**Exercise description**
Please reproduce the part of the rows that opens with the line containing "Highlight cupped hand in the picture above." and closes with the line containing "[418,385,497,465]", both lines included, and nothing else.

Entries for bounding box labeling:

—————

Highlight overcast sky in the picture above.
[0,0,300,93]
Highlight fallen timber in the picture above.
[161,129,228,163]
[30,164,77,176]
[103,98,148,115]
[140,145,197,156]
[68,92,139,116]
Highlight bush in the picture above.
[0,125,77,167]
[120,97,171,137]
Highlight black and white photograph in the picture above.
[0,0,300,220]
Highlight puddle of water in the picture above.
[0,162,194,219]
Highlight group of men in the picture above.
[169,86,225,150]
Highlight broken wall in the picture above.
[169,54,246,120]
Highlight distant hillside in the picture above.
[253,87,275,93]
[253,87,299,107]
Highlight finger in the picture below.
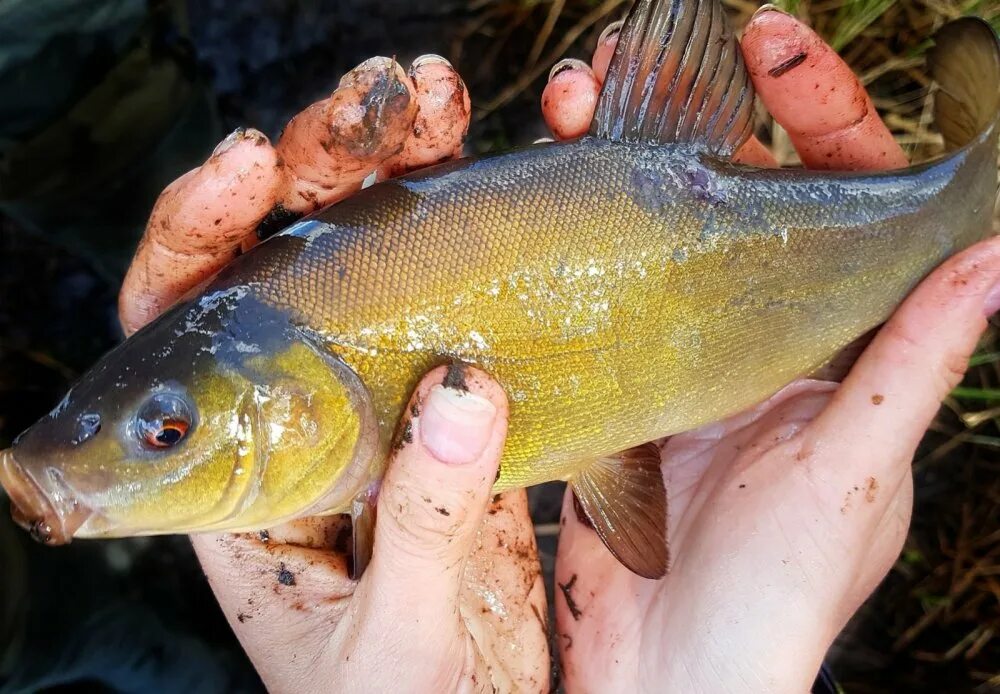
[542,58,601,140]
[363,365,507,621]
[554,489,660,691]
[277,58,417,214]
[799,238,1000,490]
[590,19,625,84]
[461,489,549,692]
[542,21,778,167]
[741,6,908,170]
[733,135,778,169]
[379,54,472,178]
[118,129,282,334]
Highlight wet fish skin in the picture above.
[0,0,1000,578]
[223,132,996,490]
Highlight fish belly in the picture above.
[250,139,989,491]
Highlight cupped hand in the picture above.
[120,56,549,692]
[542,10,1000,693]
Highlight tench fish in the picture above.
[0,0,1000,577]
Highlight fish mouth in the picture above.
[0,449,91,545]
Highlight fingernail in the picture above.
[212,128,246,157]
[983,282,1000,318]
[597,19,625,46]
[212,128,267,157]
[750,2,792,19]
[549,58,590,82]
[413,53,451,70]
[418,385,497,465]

—————

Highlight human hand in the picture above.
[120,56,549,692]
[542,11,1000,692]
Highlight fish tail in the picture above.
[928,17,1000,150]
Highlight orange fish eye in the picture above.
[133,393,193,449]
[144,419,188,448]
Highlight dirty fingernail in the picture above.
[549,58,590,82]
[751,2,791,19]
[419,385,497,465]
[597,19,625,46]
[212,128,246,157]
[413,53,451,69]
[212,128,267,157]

—————

**Answer to the problem**
Highlight cupped hand in the picture above.
[120,56,549,692]
[542,10,1000,693]
Highlight tench fish in the picture above.
[0,0,1000,577]
Highlight fish mouth in the picture above.
[0,449,91,545]
Highlight fingernail in the picture above.
[212,128,246,157]
[983,282,1000,318]
[597,19,625,46]
[212,128,267,157]
[750,2,792,19]
[549,58,590,82]
[413,53,451,70]
[418,385,497,465]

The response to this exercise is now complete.